**Excerpt:**

About Trondheim Matchmaking



Trondheim Matchmaking is an annual international festival for electronic arts and new technology arranged by Trondheim Electronic Arts Centre.

The festival is a meeting point for presenting innovative ideas and artistic projects, a place to share knowledge, make contacts and learn new skills and develop resources within new technology and electronic arts. New art projects with a need for technology – new technologies with a need for substance: a place to bind together resources and competence within the field.

This year the main theme of the festival is ‘Maskin’ (Machine). A machine can be defined as a mechanical device that transmits or modifies energy to perform or assist in the performance of tasks. The subject of the festival relates to the possibilities and limitations that lies within the many technologies that we to an extending degree surround ourselves with through everyday life.
And man’s relation to them.

With the purpose of making life easier, new utensils with increasing capacities are developed. Intelligent electro-mechanical devices, robots, help us control our surroundings and manipulate nature. By time the machines have become so advanced, that they don’t only surpass the humans with regards to efficiency and precision; they even started developing human features. A term like artificial intelligence describes the ability of a machine to develop over time. Through adaptive systems they are made capable of adjusting to their surroundings. Along side with doing research on how to provide machines with more ‘humanity’, man strives to understand his own brains.

One of the areas in which research is now being done, is the possibility of recreating a synthetic version of the human mind. The mind refers to the collective aspects of intellect and consciousness which are manifest amongst others in thought, emotion, will and imagination. Neuroscience hypothesizes that consciousness is generated by the interoperation of various parts of the brain. The question is whether or not computers some day will be capable of emulating this interoperation. With an increased understanding of genetics, neuroscience and information processing, it might not be impossible. By this, will we start producing living machines? Some kind of cyborg?

The line between human and machine steadily decreases. According to some definitions of the term, the metaphysical and physical attachments humanity has with even the most basic technologies have already ‘cyborgized’ us. The star example is the human equipped with a pacemaker; without the implant, it would not survive. No matter what you define it as though; a human being equipped with inner implants, or that is making use of external prosthetic limbs, in any case moved into a twilightzone.

**Assigned task A:** Set down, word for word, the passage of the Trondheim Matchmaking text from "One of the areas" to "kind of cyborg?".
**Assigned task B:** Condense the paragraph of the Trondheim Matchmaking text that begins "With the purpose of making life easier" into a shorter version that keeps its main facts.
The material that follows is drawn from a separate source.

**Excerpted data:**
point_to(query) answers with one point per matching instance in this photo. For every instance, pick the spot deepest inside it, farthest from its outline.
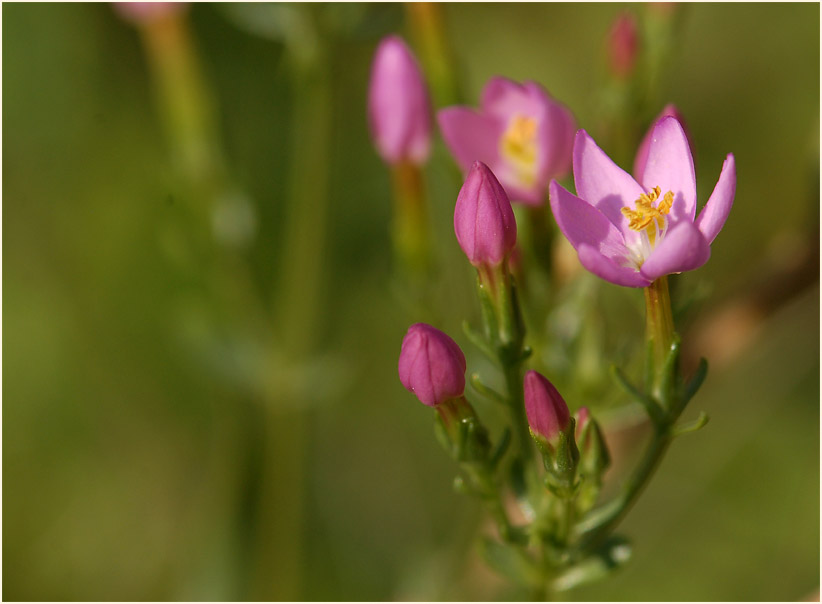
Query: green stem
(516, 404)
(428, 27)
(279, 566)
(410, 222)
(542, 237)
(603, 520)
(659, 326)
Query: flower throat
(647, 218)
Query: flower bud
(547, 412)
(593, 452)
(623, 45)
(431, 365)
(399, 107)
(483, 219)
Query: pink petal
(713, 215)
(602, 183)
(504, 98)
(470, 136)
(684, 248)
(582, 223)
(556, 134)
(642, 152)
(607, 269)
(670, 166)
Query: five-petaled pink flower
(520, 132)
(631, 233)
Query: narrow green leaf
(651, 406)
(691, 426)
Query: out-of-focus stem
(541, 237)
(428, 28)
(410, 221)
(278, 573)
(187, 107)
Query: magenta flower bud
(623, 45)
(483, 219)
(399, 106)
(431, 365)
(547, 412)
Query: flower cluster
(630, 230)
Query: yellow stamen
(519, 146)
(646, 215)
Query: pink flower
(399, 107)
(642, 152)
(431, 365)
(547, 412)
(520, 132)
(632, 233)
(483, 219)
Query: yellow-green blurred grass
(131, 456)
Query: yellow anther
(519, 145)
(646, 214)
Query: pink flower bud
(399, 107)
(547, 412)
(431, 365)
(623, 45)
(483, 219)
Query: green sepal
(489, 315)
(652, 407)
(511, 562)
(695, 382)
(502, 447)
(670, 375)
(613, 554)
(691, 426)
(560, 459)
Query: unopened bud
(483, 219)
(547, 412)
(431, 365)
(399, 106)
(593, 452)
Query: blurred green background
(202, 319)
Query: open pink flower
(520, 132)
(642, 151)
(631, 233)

* * *

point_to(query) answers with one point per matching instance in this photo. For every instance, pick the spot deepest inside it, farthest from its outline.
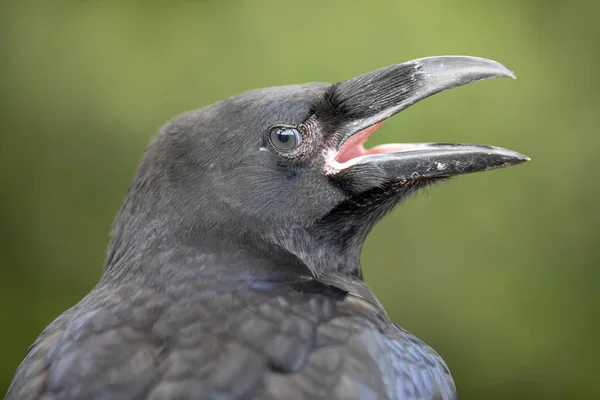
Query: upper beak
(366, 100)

==

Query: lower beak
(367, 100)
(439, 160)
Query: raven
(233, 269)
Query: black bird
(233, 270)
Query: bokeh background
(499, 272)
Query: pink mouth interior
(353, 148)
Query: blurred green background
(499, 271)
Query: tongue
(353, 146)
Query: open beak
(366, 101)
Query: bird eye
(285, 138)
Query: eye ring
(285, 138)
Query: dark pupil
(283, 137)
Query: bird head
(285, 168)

**Exercise result A:**
One of the areas in which research is now being done, is the possibility of recreating a synthetic version of the human mind. The mind refers to the collective aspects of intellect and consciousness which are manifest amongst others in thought, emotion, will and imagination. Neuroscience hypothesizes that consciousness is generated by the interoperation of various parts of the brain. The question is whether or not computers some day will be capable of emulating this interoperation. With an increased understanding of genetics, neuroscience and information processing, it might not be impossible. By this, will we start producing living machines? Some kind of cyborg?

**Exercise result B:** New utensils with growing capacities are developed to make life easier, and robots help us control our surroundings and manipulate nature. Machines now surpass humans in efficiency and precision and have even begun developing human features. Artificial intelligence describes a machine's ability to develop over time, and adaptive systems let machines adjust to their surroundings. While researching how to give machines more "humanity," man also strives to understand his own brain.